● TEXTE FOURNI:
>>>
Les ciné-clubs, le retour?
le jury Reggab
La fédération nationale des ciné-clubs vient d’organiser la
sixième édition de son université d’été. Un rendez-vous qui a tenu globalement
ses promesses et a répondu aux attentes de ses initiateurs, notamment le bureau
fédéral fier de présenter un premier bilan chiffré avec le nombre de
participants qui avoisinent la centaine représentants une trentaine de ciné-clubs.
Une fierté toute légitime, car la FNCCM revient de loin. Créée en 1973, cette
structure a forgé sa réputation par son
indépendance et par son dynamisme ; elle a connu ses années de gloire durant
la décennie des années 70 pour voir son déclin entamé avec les années 80
« le moyen âge » de la culture…pour vraiment se contenter de végéter,
vivoter les années suivantes. La crise était complexe. Elle était à la fois
dans le sujet et dans l’objet. La fédération des ciné-clubs laminés par des
querelles intestines n’avaient pas vu ou n’avait pas pu voir venir les
métamorphoses qui ont touché son champ d’action. A la fois en amont puisque l’économie du
cinéma lui-même a imposé de nouvelles règles de circulation des films et en
aval avec l’arrivée de l’ère de la consommation « domestique » des
images. Le cinéma est passé de la sphère publique, lieu de prédilection du
spectateur cinéphile et potentiel membre du ciné-club, à la sphère privée. Le
cinéphile n’est plus ce citoyen impliqué dans sa ville, mais un individu
soucieux de son confort « tribal ». Le Maroc était entré dans
l’époque postmoderne, réticente à toute pensée globalisante et prétendant à la
totalité. Caractéristiques majeures du discours cinéphile de la belle époque.
Aujourd’hui, après de laborieuses expériences qui ont permis
– au mieux - de sauvegarder la structure, nous assistons à un regain (pour
reprendre le titre d’un film de Marcel Pagnol, diffusé justement dans le cadre
des ciné-clubs) d’activités et un dynamisme venant d’en haut principalement.
<<<
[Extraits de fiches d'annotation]
>>>
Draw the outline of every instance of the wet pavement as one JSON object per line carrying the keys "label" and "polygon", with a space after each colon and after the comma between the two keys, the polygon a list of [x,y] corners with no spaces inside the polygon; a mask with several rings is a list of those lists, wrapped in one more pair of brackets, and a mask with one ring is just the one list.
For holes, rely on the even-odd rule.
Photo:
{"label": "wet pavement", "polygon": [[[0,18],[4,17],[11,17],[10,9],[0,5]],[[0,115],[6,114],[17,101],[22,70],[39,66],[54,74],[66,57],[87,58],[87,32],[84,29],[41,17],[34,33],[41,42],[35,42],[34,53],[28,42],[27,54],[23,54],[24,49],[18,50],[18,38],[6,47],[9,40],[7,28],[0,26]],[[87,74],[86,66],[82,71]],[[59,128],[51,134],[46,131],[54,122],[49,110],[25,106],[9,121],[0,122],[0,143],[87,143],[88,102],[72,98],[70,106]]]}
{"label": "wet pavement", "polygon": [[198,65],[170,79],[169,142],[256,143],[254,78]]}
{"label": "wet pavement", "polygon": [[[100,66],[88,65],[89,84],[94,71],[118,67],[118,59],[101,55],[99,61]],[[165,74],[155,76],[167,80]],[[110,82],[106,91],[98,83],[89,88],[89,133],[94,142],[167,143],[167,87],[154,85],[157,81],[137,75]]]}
<<<
● CONSIGNES:
**1.** Reproduisez le passage de l'article sur les ciné-clubs qui va de « Aujourd’hui, après de » jusqu'à « d’en haut principalement. ».
**2.** Selon l'article sur les ciné-clubs, en quelle année la fédération nationale des ciné-clubs a-t-elle été créée ?
**3.** Rédigez la suite de l'article sur les ciné-clubs au Maroc, à partir de sa dernière phrase.

● RÉPONSES PAR CONSIGNE:
**1.**
Aujourd’hui, après de laborieuses expériences qui ont permis
– au mieux - de sauvegarder la structure, nous assistons à un regain (pour
reprendre le titre d’un film de Marcel Pagnol, diffusé justement dans le cadre
des ciné-clubs) d’activités et un dynamisme venant d’en haut principalement.

**2.** En 1973.

**3.**
Car à la base, la pratique des ciné-clubs est ramenée le plus souvent à
l’organisation de rencontres épisodiques voire se contentant d’une
manifestation cinématographique annuelle drainant quelques stars locales. Il
est révolu le temps du rituel dominical de la séance hebdomadaire qui
réunissait les adhérents, ponctuels, attentifs et désireux de découvrir le
monde (et rêver de le changer) à travers son cinéma. D’où une conséquence
majeure qui caractérise le paysage cinématographique, le repli de la culture
cinéphilique, aucune structure n’étant venu combler le vide laissé par les
ciné-clubs. C’est le déficit que tente de combler le bureau de la FNCCM en
multipliant les rencontres thématique et surtout en annonçant son intention de
faire de son université d’été son activité phare, son emblème.
La sixième édition a connu un succès certain malgré les aléas
traditionnels de la logistique. C’est la première tache à laquelle il faut
s’astreindre désormais : assurer des conditions de projection optimales pour
les films programmés; l’éducation du regard inscrite dans les gênes d’un
ciné-club passe par là ! C’est la condition sine qua none de la réussite
d’une rencontre de cinéphiles. En outre, il nous semble que la programmation
générale souffre d’une surcharge thématique…cela donne l’impression d’une
véritable boulimie ; comme pour rattraper le temps perdu. L’organisation d’un concours
de courts métrages au sein de l’université crée une ambiance de compétition
incompatible avec l’esprit d’une université d’été. Pourquoi ne pas consacrer au
concours Reggab du court métrage, une plage propre dans le calendrier et
préserver le caractère strictement cinéphile de l’université d’été. Cela aura
des répercussions sur l’économie générale du programme : le master class et
la table ronde avaient pâti du manque de temps. Lançons un débat à ce
propos !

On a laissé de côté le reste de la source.